### TASK OBJECTIVE
Nothing outside the range below should be printed. Output exactly the lines from the line with "Target: snow-covered ground" to the line with "Objective — for every instance of the framed", both included.

Extracted records
☆ ☆ ☆

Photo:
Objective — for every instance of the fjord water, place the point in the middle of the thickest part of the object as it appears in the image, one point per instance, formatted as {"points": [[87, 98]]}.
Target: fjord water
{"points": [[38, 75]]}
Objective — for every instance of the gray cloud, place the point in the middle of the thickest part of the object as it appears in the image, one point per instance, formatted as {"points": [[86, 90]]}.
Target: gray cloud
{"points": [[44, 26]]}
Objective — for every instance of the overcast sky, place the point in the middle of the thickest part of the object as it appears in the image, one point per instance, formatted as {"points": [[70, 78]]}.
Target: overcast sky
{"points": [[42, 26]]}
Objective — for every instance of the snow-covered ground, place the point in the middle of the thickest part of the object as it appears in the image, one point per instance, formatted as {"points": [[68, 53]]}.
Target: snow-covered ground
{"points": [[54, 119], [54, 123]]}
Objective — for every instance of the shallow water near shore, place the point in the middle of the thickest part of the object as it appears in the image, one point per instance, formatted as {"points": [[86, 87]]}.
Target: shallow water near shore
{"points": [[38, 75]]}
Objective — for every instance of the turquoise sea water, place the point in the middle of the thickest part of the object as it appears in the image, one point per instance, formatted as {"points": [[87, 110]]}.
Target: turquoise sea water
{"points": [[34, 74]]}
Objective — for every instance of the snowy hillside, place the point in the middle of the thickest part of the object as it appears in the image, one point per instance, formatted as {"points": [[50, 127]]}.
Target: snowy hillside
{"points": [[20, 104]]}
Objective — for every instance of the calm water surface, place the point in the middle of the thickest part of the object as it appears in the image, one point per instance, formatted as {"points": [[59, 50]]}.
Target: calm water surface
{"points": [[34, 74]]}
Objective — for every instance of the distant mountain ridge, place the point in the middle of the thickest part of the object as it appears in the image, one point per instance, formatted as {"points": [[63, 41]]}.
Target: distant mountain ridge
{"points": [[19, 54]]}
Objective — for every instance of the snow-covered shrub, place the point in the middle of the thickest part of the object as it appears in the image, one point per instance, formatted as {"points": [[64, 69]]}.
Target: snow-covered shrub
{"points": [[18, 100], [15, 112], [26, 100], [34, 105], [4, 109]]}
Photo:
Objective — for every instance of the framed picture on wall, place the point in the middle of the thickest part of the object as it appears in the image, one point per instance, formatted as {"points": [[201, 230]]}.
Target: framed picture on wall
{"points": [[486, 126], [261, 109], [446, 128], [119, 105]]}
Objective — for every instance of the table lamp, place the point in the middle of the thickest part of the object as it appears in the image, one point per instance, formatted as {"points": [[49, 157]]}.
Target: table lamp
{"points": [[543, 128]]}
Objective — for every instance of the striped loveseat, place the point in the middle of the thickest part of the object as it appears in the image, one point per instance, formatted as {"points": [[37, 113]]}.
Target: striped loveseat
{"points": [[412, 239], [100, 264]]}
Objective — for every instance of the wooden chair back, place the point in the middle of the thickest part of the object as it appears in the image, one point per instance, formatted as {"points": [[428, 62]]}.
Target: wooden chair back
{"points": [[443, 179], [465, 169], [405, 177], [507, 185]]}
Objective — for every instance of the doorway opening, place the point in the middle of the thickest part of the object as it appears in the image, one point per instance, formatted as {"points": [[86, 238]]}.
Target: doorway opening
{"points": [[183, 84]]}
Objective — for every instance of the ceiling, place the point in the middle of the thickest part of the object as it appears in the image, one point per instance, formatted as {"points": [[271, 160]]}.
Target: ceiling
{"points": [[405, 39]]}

☆ ☆ ☆

### RESPONSE
Target: snow-covered ground
{"points": [[54, 119], [54, 123]]}
Objective — for every instance of the shallow water near shore, place the point in the middle of the thickest part of the object as it appears in the image, one point per instance, formatted as {"points": [[86, 87]]}.
Target: shallow water near shore
{"points": [[38, 75]]}
Objective — for every instance of the turquoise sea water, place the point in the middle of the thickest part of the object as it appears in the image, one point per instance, formatted as {"points": [[87, 110]]}.
Target: turquoise sea water
{"points": [[34, 74]]}
Objective — for every instance of the snowy hillside, place the point in the middle of the thickest part of the object as it appears in the image, one point per instance, formatted as {"points": [[50, 127]]}.
Target: snowy hillside
{"points": [[20, 104]]}
Objective — for every instance of the calm water surface, place the point in the middle of the thickest part of the object as it appears in the image, one point per instance, formatted as {"points": [[59, 50]]}.
Target: calm water surface
{"points": [[34, 74]]}
Objective — for every instance of the distant mountain ridge, place the point in the middle of the thickest part of the object as it appears in the image, one point per instance, formatted as {"points": [[63, 41]]}.
Target: distant mountain ridge
{"points": [[19, 54]]}
Objective — for every instance of the snow-covered shrub, place the point in the middle of the thickest part of the object as it appears in the image, one point per instance, formatted as {"points": [[64, 69]]}.
Target: snow-covered shrub
{"points": [[18, 100], [15, 112], [26, 100], [34, 105], [4, 109]]}
Photo:
Objective — for every instance of the framed picture on wall, place the point in the middle of the thickest part of the object as it appears in the image, one point per instance, formatted as {"points": [[201, 230]]}.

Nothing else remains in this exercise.